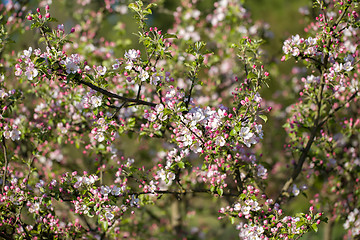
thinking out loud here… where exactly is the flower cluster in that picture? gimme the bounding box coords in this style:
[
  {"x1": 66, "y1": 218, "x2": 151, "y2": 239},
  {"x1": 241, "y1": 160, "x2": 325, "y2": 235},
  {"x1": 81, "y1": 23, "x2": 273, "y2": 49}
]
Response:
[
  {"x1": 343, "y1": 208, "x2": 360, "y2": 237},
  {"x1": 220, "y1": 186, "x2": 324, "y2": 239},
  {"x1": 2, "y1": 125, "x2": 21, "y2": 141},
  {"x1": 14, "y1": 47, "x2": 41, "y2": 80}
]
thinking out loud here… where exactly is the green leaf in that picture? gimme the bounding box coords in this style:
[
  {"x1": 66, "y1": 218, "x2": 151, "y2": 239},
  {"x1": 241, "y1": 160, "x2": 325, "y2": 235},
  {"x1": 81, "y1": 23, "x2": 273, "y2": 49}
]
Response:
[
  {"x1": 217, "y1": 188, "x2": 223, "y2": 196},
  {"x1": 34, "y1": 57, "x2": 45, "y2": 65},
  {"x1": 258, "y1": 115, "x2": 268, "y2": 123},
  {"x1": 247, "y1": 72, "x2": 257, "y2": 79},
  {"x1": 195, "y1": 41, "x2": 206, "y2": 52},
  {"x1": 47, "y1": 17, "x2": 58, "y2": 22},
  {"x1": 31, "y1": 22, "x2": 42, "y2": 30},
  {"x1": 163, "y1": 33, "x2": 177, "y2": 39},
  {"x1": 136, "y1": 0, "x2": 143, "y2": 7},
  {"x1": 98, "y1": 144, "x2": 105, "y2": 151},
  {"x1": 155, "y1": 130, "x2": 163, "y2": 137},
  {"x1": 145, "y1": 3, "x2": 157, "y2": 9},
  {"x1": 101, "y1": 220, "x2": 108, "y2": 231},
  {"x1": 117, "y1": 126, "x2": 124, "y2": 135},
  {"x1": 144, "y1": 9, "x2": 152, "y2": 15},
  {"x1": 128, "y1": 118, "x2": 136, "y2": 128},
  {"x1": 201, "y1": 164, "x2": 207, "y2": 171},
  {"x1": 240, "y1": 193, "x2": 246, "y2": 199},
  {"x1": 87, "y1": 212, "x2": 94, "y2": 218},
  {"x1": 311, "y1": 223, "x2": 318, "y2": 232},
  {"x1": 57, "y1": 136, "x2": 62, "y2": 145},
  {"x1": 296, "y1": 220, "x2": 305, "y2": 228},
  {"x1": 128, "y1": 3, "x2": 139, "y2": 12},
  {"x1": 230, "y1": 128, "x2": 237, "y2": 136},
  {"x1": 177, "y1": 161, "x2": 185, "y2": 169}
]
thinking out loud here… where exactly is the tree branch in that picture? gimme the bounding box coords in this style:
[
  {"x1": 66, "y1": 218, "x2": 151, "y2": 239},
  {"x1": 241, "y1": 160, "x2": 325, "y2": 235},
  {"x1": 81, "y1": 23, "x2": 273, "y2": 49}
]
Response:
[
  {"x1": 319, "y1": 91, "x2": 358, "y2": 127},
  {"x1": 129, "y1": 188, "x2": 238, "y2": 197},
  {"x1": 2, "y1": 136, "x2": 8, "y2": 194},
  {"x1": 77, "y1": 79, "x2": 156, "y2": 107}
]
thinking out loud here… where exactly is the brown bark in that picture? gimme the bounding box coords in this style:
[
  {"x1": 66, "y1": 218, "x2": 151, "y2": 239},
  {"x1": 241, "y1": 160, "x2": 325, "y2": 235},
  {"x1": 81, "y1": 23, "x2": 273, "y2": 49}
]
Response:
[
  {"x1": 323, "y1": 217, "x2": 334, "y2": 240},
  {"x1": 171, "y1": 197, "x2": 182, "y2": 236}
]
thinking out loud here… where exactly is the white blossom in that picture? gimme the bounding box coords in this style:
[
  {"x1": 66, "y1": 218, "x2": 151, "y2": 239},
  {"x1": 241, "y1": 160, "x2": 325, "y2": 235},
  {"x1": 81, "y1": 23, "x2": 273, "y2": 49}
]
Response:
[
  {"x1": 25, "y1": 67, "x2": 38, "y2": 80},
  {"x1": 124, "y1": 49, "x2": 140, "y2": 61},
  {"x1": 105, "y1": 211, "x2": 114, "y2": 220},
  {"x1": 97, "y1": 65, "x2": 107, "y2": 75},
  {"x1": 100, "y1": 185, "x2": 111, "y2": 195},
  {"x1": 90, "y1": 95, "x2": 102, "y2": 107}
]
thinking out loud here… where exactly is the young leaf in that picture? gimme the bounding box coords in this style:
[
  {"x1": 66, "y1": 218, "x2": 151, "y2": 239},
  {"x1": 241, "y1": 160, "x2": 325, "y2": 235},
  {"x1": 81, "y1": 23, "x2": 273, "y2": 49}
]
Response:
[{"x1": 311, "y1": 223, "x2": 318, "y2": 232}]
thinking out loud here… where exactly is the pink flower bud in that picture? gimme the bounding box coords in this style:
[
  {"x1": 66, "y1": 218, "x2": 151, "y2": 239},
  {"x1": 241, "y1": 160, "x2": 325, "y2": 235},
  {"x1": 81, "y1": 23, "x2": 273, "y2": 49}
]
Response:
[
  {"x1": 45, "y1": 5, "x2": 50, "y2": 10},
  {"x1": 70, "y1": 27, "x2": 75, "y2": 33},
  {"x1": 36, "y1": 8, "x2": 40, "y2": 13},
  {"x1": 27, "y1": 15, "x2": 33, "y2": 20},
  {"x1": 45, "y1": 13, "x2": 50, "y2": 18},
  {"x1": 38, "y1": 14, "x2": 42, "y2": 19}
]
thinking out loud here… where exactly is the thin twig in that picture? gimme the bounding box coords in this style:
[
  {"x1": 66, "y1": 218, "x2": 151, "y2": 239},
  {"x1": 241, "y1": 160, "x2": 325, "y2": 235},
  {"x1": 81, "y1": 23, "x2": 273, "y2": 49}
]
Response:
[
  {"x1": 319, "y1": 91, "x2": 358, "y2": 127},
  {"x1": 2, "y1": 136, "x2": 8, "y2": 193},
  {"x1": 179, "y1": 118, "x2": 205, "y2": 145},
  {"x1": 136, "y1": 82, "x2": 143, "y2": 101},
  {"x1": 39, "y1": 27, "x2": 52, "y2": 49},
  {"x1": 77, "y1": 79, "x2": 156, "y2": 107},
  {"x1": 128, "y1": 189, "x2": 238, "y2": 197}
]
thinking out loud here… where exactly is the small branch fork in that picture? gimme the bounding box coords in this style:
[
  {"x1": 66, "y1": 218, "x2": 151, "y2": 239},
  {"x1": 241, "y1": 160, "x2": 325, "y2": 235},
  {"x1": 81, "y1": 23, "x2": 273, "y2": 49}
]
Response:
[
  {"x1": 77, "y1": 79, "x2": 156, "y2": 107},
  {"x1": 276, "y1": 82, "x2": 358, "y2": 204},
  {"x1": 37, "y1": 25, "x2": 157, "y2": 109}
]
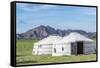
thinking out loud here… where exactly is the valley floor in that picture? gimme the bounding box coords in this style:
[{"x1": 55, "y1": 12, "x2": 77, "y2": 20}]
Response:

◆ Exercise requirements ◆
Copy out the entries verbatim, but skip every picture.

◆ Response area ◆
thinking out loud here… where exactly is the flower cluster in that picture? gimme the bounding box coords in this style:
[
  {"x1": 66, "y1": 218, "x2": 151, "y2": 239},
  {"x1": 241, "y1": 160, "x2": 325, "y2": 235},
  {"x1": 81, "y1": 23, "x2": 273, "y2": 49}
]
Response:
[
  {"x1": 343, "y1": 208, "x2": 360, "y2": 237},
  {"x1": 220, "y1": 186, "x2": 324, "y2": 239},
  {"x1": 2, "y1": 125, "x2": 21, "y2": 141},
  {"x1": 14, "y1": 47, "x2": 41, "y2": 80}
]
thinking out loud here… where exactly is the green leaf in that picture? gimme the bounding box coords in this style:
[
  {"x1": 66, "y1": 218, "x2": 151, "y2": 239},
  {"x1": 241, "y1": 160, "x2": 325, "y2": 235},
  {"x1": 81, "y1": 23, "x2": 273, "y2": 49}
]
Response:
[
  {"x1": 217, "y1": 188, "x2": 223, "y2": 196},
  {"x1": 34, "y1": 57, "x2": 45, "y2": 65},
  {"x1": 258, "y1": 115, "x2": 268, "y2": 123},
  {"x1": 247, "y1": 72, "x2": 257, "y2": 79},
  {"x1": 195, "y1": 41, "x2": 206, "y2": 52},
  {"x1": 47, "y1": 17, "x2": 58, "y2": 22},
  {"x1": 31, "y1": 22, "x2": 42, "y2": 30},
  {"x1": 163, "y1": 33, "x2": 177, "y2": 39},
  {"x1": 136, "y1": 0, "x2": 143, "y2": 7},
  {"x1": 98, "y1": 144, "x2": 105, "y2": 151},
  {"x1": 155, "y1": 130, "x2": 163, "y2": 137},
  {"x1": 145, "y1": 3, "x2": 157, "y2": 9},
  {"x1": 101, "y1": 220, "x2": 108, "y2": 231},
  {"x1": 117, "y1": 126, "x2": 124, "y2": 135},
  {"x1": 144, "y1": 9, "x2": 152, "y2": 15},
  {"x1": 128, "y1": 118, "x2": 136, "y2": 128},
  {"x1": 201, "y1": 164, "x2": 207, "y2": 171},
  {"x1": 240, "y1": 193, "x2": 246, "y2": 199},
  {"x1": 87, "y1": 212, "x2": 94, "y2": 218},
  {"x1": 311, "y1": 223, "x2": 318, "y2": 232},
  {"x1": 57, "y1": 136, "x2": 62, "y2": 145},
  {"x1": 296, "y1": 220, "x2": 305, "y2": 228},
  {"x1": 128, "y1": 3, "x2": 139, "y2": 12},
  {"x1": 230, "y1": 128, "x2": 237, "y2": 136},
  {"x1": 177, "y1": 161, "x2": 185, "y2": 169}
]
thinking out loud here… where exactly is the tree branch in that picture? gimme the bounding box coords in this style:
[
  {"x1": 66, "y1": 218, "x2": 151, "y2": 239},
  {"x1": 241, "y1": 160, "x2": 325, "y2": 235},
  {"x1": 81, "y1": 23, "x2": 273, "y2": 49}
]
Response:
[
  {"x1": 319, "y1": 91, "x2": 358, "y2": 127},
  {"x1": 129, "y1": 188, "x2": 238, "y2": 197},
  {"x1": 2, "y1": 136, "x2": 8, "y2": 194},
  {"x1": 77, "y1": 79, "x2": 156, "y2": 107}
]
thinking out loud here… where exactly is the brown bark in that picture? gimme the bounding box coords in this style:
[
  {"x1": 66, "y1": 218, "x2": 151, "y2": 239},
  {"x1": 241, "y1": 160, "x2": 325, "y2": 235},
  {"x1": 81, "y1": 23, "x2": 273, "y2": 49}
]
Response:
[
  {"x1": 323, "y1": 217, "x2": 334, "y2": 240},
  {"x1": 171, "y1": 197, "x2": 182, "y2": 236}
]
thinking out loud here… where exactly is the white blossom in that picture? gimme the bounding box coords in this style:
[
  {"x1": 66, "y1": 218, "x2": 151, "y2": 239},
  {"x1": 241, "y1": 160, "x2": 325, "y2": 235},
  {"x1": 81, "y1": 23, "x2": 273, "y2": 49}
]
Response:
[
  {"x1": 25, "y1": 67, "x2": 38, "y2": 80},
  {"x1": 124, "y1": 49, "x2": 140, "y2": 61},
  {"x1": 105, "y1": 211, "x2": 114, "y2": 220},
  {"x1": 97, "y1": 65, "x2": 107, "y2": 75},
  {"x1": 100, "y1": 185, "x2": 111, "y2": 195},
  {"x1": 90, "y1": 95, "x2": 102, "y2": 107}
]
thinking out loud here… where exactly is the young leaf in that picture? gimme the bounding box coords in this style:
[
  {"x1": 66, "y1": 218, "x2": 151, "y2": 239},
  {"x1": 241, "y1": 160, "x2": 325, "y2": 235},
  {"x1": 81, "y1": 23, "x2": 273, "y2": 49}
]
Response:
[{"x1": 311, "y1": 223, "x2": 318, "y2": 232}]
thinking out loud here… where exactly is the pink flower bud in that picture? gimme the bounding box coords in this style:
[
  {"x1": 66, "y1": 218, "x2": 151, "y2": 239},
  {"x1": 241, "y1": 160, "x2": 325, "y2": 235},
  {"x1": 81, "y1": 23, "x2": 273, "y2": 49}
]
Response:
[
  {"x1": 45, "y1": 5, "x2": 50, "y2": 10},
  {"x1": 70, "y1": 27, "x2": 75, "y2": 33},
  {"x1": 36, "y1": 8, "x2": 40, "y2": 13},
  {"x1": 27, "y1": 15, "x2": 33, "y2": 20},
  {"x1": 45, "y1": 13, "x2": 50, "y2": 18},
  {"x1": 38, "y1": 14, "x2": 42, "y2": 19}
]
thinking out loud here… where exactly is the thin twig in that picture? gimme the bounding box coords in this style:
[
  {"x1": 66, "y1": 218, "x2": 151, "y2": 239},
  {"x1": 241, "y1": 160, "x2": 325, "y2": 235},
  {"x1": 81, "y1": 23, "x2": 273, "y2": 49}
]
Response:
[
  {"x1": 319, "y1": 91, "x2": 358, "y2": 127},
  {"x1": 2, "y1": 136, "x2": 8, "y2": 193},
  {"x1": 179, "y1": 118, "x2": 205, "y2": 145},
  {"x1": 136, "y1": 82, "x2": 143, "y2": 101},
  {"x1": 39, "y1": 27, "x2": 52, "y2": 49},
  {"x1": 77, "y1": 79, "x2": 156, "y2": 107},
  {"x1": 128, "y1": 189, "x2": 238, "y2": 197}
]
thinking out loud here… where exactly is the small branch fork in that picture? gimme the bounding box coords in this style:
[
  {"x1": 66, "y1": 218, "x2": 151, "y2": 239},
  {"x1": 241, "y1": 160, "x2": 325, "y2": 235},
  {"x1": 81, "y1": 23, "x2": 273, "y2": 49}
]
Response:
[
  {"x1": 77, "y1": 79, "x2": 156, "y2": 107},
  {"x1": 276, "y1": 82, "x2": 358, "y2": 204},
  {"x1": 37, "y1": 25, "x2": 157, "y2": 109}
]
thinking out loud here… where exactly is the valley floor in that picture? gimme the bounding box coords in this style:
[{"x1": 55, "y1": 12, "x2": 77, "y2": 20}]
Response:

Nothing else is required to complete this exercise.